| SHORT PROBLEM |
In the page text below, what is the default value of num_consumer for the MindPage class?

| PAGE TEXT |

■ ■ ■

ValueError – If map_file, image_dir or destination is invalid.

run()[source]

Executes transformation from imagenet to MindRecord.

Returns: MSRStatus, whether imagenet is successfully transformed to MindRecord.

class mindspore.mindrecord.MindPage(file_name, num_consumer=4)[source]

Class to read MindRecord File series in pagination.

Parameters

file_name (str) – One of MindRecord File or a file list.
num_consumer (int, optional) – The number of consumer threads which load data to memory (default=4). It should not be smaller than 1 or larger than the number of CPUs.

Raises

ParamValueError – If file_name, num_consumer or columns is invalid.
MRMInitSegmentError – If failed to initialize ShardSegment.

property candidate_fields

Return candidate category fields.

Returns: list[str], by which data could be grouped.

property category_field

Getter function for category fields.

Returns: list[str], by which data could be grouped.

get_category_fields()[source]

Return candidate category fields.

Returns: list[str], by which data could be grouped.

read_at_page_by_id(category_id, page, num_row)[source]

Query by category id in pagination.

Parameters

category_id (int) – Category id, referred to the return of read_category_info.
page (int) – Index of page.
num_row (int) – Number of rows in a page.

Returns

list[dict], data queried by category id.

Raises

ParamValueError – If any parameter is invalid.
MRMFetchDataError – If failed to fetch data by category.
MRMUnsupportedSchemaError – If schema is invalid.

read_at_page_by_name(category_name, page, num_row)[source]

Query by category name in pagination.

Parameters

category_name (str) – String of category field’s value, referred to the return of read_category_info.
page (int) – Index of page.
num_row (int) – Number of row in a page.

Returns

list[dict], data queried by category name.

read_category_info()[source]

Return category information when data is grouped by indicated category field.

Returns: str, description of group information.
Raises: MRMReadCategoryInfoError – If failed to read category information.

set_category_field(category_field)[source]

Set category field for reading.

Note

Should be a candidate category field.

Parameters: category_field (str) – String of category field name.
Returns: MSRStatus, SUCCESS or FAILED.

class mindspore.mindrecord.MnistToMR(source, destination, partition_number=1)[source]

A class to transform from Mnist to MindRecord.

■ ■ ■

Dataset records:
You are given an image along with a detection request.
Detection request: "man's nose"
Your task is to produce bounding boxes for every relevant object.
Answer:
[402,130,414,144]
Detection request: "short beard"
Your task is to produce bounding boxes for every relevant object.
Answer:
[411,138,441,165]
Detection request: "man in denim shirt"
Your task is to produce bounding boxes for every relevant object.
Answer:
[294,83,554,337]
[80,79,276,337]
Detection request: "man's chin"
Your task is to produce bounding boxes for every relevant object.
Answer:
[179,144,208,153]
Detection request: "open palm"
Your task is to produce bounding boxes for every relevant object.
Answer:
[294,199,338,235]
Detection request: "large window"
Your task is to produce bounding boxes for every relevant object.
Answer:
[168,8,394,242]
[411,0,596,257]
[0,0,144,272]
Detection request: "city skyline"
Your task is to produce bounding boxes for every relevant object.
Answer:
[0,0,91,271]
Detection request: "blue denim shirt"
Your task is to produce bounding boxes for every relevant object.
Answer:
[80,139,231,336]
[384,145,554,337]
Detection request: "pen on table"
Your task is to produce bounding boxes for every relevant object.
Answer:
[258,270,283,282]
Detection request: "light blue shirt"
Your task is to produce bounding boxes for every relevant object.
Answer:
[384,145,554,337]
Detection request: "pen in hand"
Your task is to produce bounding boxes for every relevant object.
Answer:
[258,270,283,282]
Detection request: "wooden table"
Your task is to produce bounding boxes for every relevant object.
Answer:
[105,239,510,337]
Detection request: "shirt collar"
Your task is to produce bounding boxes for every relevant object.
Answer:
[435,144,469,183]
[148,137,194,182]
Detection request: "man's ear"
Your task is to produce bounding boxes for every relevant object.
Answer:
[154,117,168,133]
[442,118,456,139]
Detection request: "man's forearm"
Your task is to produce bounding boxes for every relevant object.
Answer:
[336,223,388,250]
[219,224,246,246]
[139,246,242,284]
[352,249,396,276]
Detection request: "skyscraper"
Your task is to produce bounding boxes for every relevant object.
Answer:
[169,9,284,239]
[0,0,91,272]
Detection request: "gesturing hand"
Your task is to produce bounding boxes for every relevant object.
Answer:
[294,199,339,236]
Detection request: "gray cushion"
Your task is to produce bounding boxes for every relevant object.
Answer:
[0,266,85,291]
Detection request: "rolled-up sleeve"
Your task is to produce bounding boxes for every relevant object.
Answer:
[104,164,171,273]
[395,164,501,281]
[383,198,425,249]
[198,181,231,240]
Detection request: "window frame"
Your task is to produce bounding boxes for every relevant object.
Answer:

■ ■ ■

| FULL OUTPUT |
The default value is 4.